- Assigned task:
How many of the lines below contain the string "negative"? Reply with the number alone.

- Dataset entries:
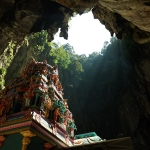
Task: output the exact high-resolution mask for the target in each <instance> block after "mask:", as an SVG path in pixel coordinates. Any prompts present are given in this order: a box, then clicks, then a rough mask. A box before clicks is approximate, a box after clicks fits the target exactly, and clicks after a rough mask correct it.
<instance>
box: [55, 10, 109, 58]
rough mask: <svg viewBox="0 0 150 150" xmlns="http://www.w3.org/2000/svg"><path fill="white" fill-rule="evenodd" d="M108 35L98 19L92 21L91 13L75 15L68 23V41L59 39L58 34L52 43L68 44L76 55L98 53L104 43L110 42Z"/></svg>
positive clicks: (93, 17) (58, 34)
mask: <svg viewBox="0 0 150 150" xmlns="http://www.w3.org/2000/svg"><path fill="white" fill-rule="evenodd" d="M110 38H111V36H110V33H109V31H108V30H106V28H105V26H104V25H102V24H101V23H100V21H99V20H98V19H94V17H93V14H92V12H89V13H85V14H83V15H76V16H75V17H72V18H71V21H70V22H69V30H68V40H65V39H64V38H63V37H61V38H60V37H59V32H58V33H56V35H55V36H54V40H53V42H55V43H57V44H60V45H62V44H66V43H69V44H70V45H71V46H73V48H74V51H75V53H76V54H79V55H81V54H86V55H87V56H88V55H89V54H91V53H92V52H95V51H97V52H100V51H101V49H102V47H103V44H104V42H105V41H110Z"/></svg>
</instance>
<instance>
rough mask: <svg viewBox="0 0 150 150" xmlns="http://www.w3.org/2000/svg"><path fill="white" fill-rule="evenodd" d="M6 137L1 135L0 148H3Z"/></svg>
mask: <svg viewBox="0 0 150 150" xmlns="http://www.w3.org/2000/svg"><path fill="white" fill-rule="evenodd" d="M5 139H6V137H5V136H3V135H1V136H0V148H1V147H2V146H3V142H4V141H5Z"/></svg>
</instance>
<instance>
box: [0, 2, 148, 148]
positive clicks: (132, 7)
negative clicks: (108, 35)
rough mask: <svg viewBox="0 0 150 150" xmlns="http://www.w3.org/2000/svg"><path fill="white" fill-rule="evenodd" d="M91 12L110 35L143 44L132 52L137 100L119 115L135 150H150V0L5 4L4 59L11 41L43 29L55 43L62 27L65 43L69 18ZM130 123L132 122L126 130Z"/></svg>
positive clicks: (136, 99)
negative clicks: (78, 14) (106, 30)
mask: <svg viewBox="0 0 150 150" xmlns="http://www.w3.org/2000/svg"><path fill="white" fill-rule="evenodd" d="M91 9H92V12H93V14H94V17H95V18H96V19H99V21H100V22H101V23H102V24H104V25H105V27H106V29H108V30H109V31H110V34H111V35H113V34H114V33H115V34H116V36H117V37H118V38H119V39H121V38H122V37H124V36H126V37H128V36H129V35H130V36H131V38H133V39H134V40H135V41H136V42H137V43H139V44H143V45H139V47H135V48H137V49H136V50H134V51H133V52H131V57H132V59H131V60H132V62H133V66H132V67H133V68H134V70H135V72H136V74H137V76H136V82H135V83H134V84H133V83H132V84H131V87H132V88H130V90H131V91H128V92H127V95H128V94H129V93H130V95H132V97H134V100H133V101H132V100H131V101H130V98H129V97H128V96H127V98H128V99H125V100H124V101H123V102H122V105H121V106H120V107H119V112H120V120H121V124H120V125H121V126H122V129H123V130H128V133H129V134H128V135H130V133H131V132H132V131H133V130H134V131H135V132H134V135H133V143H134V145H137V143H139V144H140V147H138V146H136V149H138V148H139V149H138V150H149V149H150V146H149V142H150V141H149V138H150V136H149V135H150V131H149V125H150V101H149V98H150V95H149V93H150V71H149V68H150V61H149V60H150V53H149V47H150V46H149V42H150V27H149V24H150V18H149V15H150V2H149V0H51V1H50V0H42V1H40V0H1V4H0V55H2V54H3V53H4V50H5V49H6V47H7V46H8V45H9V42H11V41H13V42H14V43H15V46H16V47H17V46H18V45H20V44H21V43H22V41H23V40H24V38H25V37H26V36H28V35H30V34H31V33H34V32H38V31H41V30H47V31H48V34H49V35H48V40H49V41H51V40H53V35H54V34H55V33H56V32H57V31H58V29H59V28H61V33H60V36H62V37H64V38H65V39H67V37H68V34H67V31H68V20H69V18H70V17H71V16H72V15H73V12H74V11H75V12H77V13H79V14H82V13H86V12H87V11H89V10H91ZM87 32H88V31H87ZM146 43H147V44H146ZM16 52H17V51H14V54H15V53H16ZM0 67H1V62H0ZM135 84H136V86H135ZM124 98H125V96H124ZM123 118H125V119H123ZM126 122H130V123H129V126H128V127H126ZM110 126H111V125H110Z"/></svg>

- Answer to this task:
2